(Excerpts from a point labeling dataset)

------------------------------

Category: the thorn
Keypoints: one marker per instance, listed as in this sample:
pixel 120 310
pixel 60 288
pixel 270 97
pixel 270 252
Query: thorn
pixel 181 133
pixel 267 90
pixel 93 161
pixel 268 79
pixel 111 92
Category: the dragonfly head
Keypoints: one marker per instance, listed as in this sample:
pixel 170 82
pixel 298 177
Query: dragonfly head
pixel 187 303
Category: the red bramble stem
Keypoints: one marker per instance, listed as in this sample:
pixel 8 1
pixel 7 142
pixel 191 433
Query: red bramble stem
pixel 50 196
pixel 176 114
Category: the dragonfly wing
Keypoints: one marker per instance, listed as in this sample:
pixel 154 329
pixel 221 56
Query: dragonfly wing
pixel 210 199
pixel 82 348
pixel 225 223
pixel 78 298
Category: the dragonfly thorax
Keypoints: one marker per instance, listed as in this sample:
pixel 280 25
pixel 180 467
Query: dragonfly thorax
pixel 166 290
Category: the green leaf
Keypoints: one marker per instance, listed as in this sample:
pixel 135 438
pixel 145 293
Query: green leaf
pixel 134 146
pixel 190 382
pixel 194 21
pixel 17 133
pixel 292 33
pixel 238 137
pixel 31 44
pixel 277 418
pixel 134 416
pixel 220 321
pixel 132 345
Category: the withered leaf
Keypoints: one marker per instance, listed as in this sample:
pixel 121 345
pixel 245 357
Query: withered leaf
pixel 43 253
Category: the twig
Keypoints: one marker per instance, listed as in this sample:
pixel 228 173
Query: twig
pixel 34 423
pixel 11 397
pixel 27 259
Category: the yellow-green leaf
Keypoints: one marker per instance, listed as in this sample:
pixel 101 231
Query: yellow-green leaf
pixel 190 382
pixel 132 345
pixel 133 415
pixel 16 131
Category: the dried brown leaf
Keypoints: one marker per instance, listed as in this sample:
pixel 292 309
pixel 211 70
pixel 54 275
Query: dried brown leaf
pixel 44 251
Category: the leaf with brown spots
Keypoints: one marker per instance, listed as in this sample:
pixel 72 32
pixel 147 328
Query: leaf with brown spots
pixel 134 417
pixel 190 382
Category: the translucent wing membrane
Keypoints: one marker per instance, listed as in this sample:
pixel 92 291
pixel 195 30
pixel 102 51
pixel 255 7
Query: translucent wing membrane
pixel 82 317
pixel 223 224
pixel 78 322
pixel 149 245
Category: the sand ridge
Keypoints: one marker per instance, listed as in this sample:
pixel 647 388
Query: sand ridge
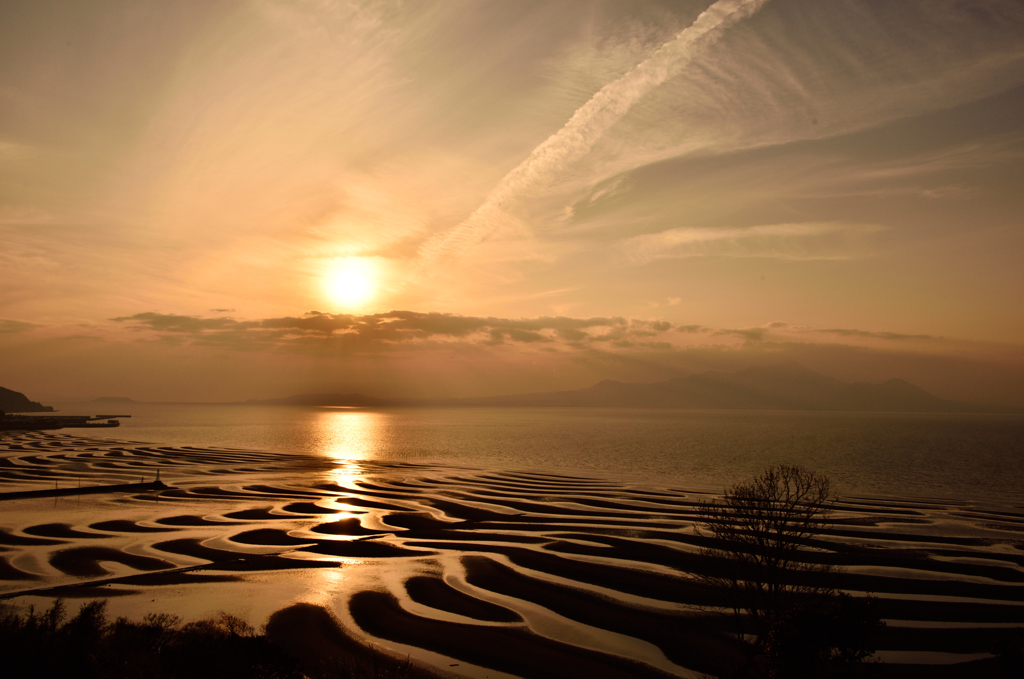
pixel 454 560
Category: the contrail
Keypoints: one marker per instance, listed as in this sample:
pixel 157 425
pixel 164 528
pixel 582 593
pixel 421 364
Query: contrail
pixel 589 123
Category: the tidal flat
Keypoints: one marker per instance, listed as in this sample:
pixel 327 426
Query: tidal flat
pixel 472 571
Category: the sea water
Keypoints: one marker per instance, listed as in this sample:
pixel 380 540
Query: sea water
pixel 960 457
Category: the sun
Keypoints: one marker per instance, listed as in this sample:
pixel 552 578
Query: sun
pixel 351 282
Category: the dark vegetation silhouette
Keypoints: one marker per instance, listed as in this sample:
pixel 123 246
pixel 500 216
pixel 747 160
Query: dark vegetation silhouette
pixel 87 645
pixel 761 542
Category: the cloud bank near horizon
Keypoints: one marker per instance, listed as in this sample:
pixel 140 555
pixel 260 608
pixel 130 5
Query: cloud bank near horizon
pixel 402 329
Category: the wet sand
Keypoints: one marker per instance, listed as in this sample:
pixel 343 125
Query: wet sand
pixel 469 571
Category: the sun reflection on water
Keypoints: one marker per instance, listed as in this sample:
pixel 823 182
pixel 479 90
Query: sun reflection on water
pixel 348 436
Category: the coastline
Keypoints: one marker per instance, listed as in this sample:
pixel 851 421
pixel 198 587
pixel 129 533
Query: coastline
pixel 446 563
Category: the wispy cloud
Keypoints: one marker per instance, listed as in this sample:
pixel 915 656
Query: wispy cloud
pixel 393 330
pixel 10 327
pixel 790 241
pixel 588 124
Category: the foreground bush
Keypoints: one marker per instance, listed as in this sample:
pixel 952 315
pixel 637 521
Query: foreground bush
pixel 87 645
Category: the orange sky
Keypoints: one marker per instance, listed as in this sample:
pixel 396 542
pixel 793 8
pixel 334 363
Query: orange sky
pixel 489 197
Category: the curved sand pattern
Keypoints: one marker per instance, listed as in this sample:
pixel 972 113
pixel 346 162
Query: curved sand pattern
pixel 528 574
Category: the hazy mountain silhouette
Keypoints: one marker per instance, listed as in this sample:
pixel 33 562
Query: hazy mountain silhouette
pixel 15 401
pixel 783 386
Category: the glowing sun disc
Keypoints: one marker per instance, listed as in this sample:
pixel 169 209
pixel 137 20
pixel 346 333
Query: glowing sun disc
pixel 351 282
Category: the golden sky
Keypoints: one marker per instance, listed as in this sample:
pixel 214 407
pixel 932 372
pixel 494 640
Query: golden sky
pixel 220 200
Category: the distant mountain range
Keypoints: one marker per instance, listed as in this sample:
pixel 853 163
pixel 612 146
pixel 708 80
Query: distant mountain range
pixel 15 401
pixel 784 386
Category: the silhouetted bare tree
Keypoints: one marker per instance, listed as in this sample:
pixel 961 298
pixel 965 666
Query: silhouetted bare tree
pixel 758 532
pixel 761 556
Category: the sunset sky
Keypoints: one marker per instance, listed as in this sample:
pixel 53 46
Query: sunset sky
pixel 227 200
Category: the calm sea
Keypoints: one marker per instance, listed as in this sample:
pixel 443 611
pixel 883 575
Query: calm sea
pixel 968 457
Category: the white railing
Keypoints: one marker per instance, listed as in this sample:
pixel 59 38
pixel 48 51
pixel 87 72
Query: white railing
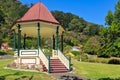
pixel 44 59
pixel 27 53
pixel 64 59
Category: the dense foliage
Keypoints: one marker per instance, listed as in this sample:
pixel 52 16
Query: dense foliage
pixel 95 39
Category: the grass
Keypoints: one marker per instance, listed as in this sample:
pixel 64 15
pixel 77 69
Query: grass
pixel 7 74
pixel 97 71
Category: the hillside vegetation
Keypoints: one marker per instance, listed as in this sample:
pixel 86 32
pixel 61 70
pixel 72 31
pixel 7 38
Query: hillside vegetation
pixel 95 39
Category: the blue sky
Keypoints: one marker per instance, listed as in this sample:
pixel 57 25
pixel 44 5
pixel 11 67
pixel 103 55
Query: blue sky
pixel 91 10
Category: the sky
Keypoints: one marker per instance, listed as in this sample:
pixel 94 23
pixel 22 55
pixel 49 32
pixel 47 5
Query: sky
pixel 91 10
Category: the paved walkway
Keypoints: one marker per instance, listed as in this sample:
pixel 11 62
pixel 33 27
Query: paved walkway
pixel 67 76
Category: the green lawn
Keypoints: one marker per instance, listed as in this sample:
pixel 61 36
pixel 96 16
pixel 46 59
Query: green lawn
pixel 97 71
pixel 7 74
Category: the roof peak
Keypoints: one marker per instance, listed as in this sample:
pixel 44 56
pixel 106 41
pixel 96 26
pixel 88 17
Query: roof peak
pixel 38 12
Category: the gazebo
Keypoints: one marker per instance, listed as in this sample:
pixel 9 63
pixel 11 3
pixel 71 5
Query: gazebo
pixel 39 22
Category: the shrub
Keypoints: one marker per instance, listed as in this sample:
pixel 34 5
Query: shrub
pixel 3 53
pixel 114 61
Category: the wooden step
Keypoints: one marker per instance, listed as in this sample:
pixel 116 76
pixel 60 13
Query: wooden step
pixel 56 66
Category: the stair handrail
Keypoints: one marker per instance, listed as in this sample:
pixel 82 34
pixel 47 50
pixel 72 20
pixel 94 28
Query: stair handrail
pixel 66 61
pixel 44 59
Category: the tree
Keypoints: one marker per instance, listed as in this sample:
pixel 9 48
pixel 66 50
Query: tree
pixel 111 35
pixel 76 25
pixel 92 45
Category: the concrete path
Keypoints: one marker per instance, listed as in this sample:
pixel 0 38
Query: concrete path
pixel 67 76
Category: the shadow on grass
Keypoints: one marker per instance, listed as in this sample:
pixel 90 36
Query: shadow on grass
pixel 109 78
pixel 16 74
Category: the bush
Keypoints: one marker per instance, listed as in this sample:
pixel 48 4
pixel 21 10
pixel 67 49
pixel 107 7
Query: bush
pixel 114 61
pixel 7 52
pixel 84 57
pixel 102 60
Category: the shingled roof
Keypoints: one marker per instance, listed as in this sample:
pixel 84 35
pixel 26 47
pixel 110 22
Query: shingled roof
pixel 38 12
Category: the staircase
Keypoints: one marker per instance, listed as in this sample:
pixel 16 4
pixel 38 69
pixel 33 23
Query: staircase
pixel 56 66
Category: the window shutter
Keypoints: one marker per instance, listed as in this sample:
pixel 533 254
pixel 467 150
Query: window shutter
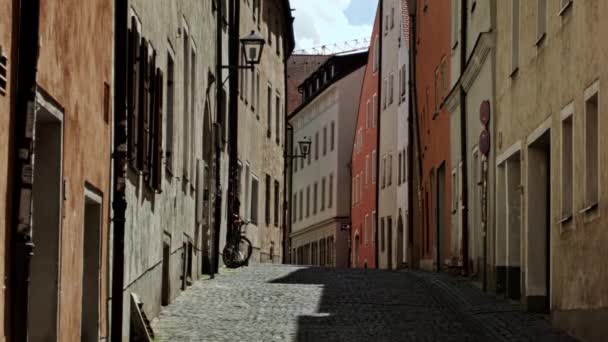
pixel 142 105
pixel 158 132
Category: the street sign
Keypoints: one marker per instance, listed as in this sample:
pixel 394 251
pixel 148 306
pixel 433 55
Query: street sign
pixel 484 142
pixel 484 113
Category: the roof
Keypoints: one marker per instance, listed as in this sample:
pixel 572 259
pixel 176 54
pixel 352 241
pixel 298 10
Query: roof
pixel 344 66
pixel 299 68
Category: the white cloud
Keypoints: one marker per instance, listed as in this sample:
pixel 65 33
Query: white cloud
pixel 323 22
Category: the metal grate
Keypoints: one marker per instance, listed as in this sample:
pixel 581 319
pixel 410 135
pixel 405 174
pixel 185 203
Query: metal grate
pixel 3 73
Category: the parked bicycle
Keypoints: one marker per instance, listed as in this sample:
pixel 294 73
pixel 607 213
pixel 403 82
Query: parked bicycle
pixel 238 248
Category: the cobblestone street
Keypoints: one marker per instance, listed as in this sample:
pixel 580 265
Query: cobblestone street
pixel 287 303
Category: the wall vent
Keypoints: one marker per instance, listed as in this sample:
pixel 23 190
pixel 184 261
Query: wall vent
pixel 3 73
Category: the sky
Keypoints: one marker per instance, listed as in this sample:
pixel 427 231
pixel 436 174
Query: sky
pixel 324 22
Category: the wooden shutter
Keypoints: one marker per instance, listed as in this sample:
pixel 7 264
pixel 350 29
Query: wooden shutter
pixel 158 132
pixel 133 61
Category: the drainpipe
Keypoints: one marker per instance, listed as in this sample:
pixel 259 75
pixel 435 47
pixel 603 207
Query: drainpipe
pixel 119 156
pixel 412 132
pixel 233 58
pixel 463 142
pixel 27 14
pixel 217 211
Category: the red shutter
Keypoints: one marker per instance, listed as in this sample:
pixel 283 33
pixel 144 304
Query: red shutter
pixel 158 132
pixel 143 105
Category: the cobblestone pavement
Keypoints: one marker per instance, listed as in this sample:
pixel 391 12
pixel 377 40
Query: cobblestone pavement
pixel 289 303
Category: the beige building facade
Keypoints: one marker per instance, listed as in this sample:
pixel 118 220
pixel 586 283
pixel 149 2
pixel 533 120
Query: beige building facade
pixel 327 116
pixel 550 187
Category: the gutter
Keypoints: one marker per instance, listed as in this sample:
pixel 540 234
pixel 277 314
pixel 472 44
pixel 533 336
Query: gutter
pixel 119 161
pixel 27 14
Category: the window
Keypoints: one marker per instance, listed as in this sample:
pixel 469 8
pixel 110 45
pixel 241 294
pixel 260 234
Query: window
pixel 366 169
pixel 331 190
pixel 317 146
pixel 541 21
pixel 382 236
pixel 267 200
pixel 325 140
pixel 170 107
pixel 323 194
pixel 455 22
pixel 308 201
pixel 186 114
pixel 374 222
pixel 390 169
pixel 277 195
pixel 391 89
pixel 373 166
pixel 399 175
pixel 294 209
pixel 591 147
pixel 269 109
pixel 376 54
pixel 375 111
pixel 333 135
pixel 383 172
pixel 567 167
pixel 278 119
pixel 301 204
pixel 367 116
pixel 514 36
pixel 444 79
pixel 254 201
pixel 315 196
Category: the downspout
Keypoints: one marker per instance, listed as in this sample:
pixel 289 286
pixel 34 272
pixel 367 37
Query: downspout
pixel 217 211
pixel 378 116
pixel 119 156
pixel 233 58
pixel 463 142
pixel 22 246
pixel 412 132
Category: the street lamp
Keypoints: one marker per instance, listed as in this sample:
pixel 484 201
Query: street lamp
pixel 252 45
pixel 304 145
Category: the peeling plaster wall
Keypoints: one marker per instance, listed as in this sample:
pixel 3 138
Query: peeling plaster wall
pixel 551 76
pixel 152 216
pixel 74 63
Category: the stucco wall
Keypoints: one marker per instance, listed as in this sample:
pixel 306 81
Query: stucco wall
pixel 74 63
pixel 551 76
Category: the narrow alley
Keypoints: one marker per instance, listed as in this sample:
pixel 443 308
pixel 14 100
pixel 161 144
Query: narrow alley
pixel 297 303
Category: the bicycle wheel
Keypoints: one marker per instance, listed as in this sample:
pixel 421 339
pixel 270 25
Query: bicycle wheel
pixel 237 256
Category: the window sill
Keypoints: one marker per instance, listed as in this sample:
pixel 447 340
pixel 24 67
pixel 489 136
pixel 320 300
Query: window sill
pixel 565 9
pixel 540 40
pixel 565 219
pixel 589 209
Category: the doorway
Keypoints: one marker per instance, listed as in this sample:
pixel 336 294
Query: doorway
pixel 537 272
pixel 166 280
pixel 400 242
pixel 389 252
pixel 46 225
pixel 89 326
pixel 440 196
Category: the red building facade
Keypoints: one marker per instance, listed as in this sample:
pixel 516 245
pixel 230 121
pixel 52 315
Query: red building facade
pixel 432 58
pixel 364 162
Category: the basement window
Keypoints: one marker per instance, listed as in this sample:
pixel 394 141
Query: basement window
pixel 3 73
pixel 591 130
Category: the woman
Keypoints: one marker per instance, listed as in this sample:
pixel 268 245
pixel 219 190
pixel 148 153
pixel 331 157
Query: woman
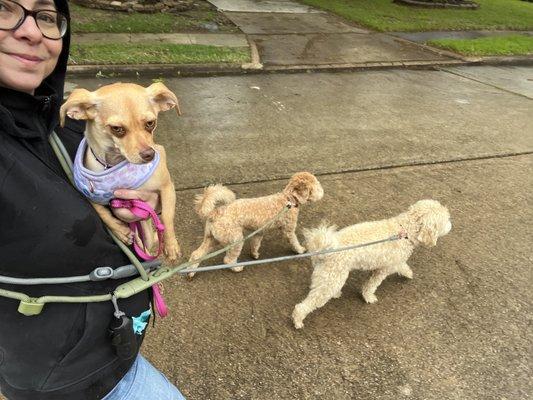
pixel 48 229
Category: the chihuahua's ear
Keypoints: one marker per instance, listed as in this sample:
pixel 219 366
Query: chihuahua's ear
pixel 81 104
pixel 162 97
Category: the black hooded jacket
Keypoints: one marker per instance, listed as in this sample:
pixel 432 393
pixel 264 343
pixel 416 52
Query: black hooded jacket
pixel 48 229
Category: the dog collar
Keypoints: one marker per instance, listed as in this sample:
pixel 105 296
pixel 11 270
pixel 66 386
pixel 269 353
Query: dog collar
pixel 99 187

------------------------------

Written request: Copy the lines of the material, starting at the line containing "Category: the bicycle wheel" and ending at the line containing "pixel 589 209". In them, substitute "window ledge" for "window sill" and keep everything else the same.

Right answer:
Category: the bicycle wheel
Keypoints: one marker per instance, listed as in this sample:
pixel 421 339
pixel 270 25
Query: bicycle wheel
pixel 237 256
Category: the window ledge
Keypoints: one marker per instance, listed as in this sample:
pixel 447 340
pixel 24 67
pixel 489 136
pixel 320 300
Query: window ledge
pixel 565 9
pixel 540 40
pixel 565 219
pixel 589 209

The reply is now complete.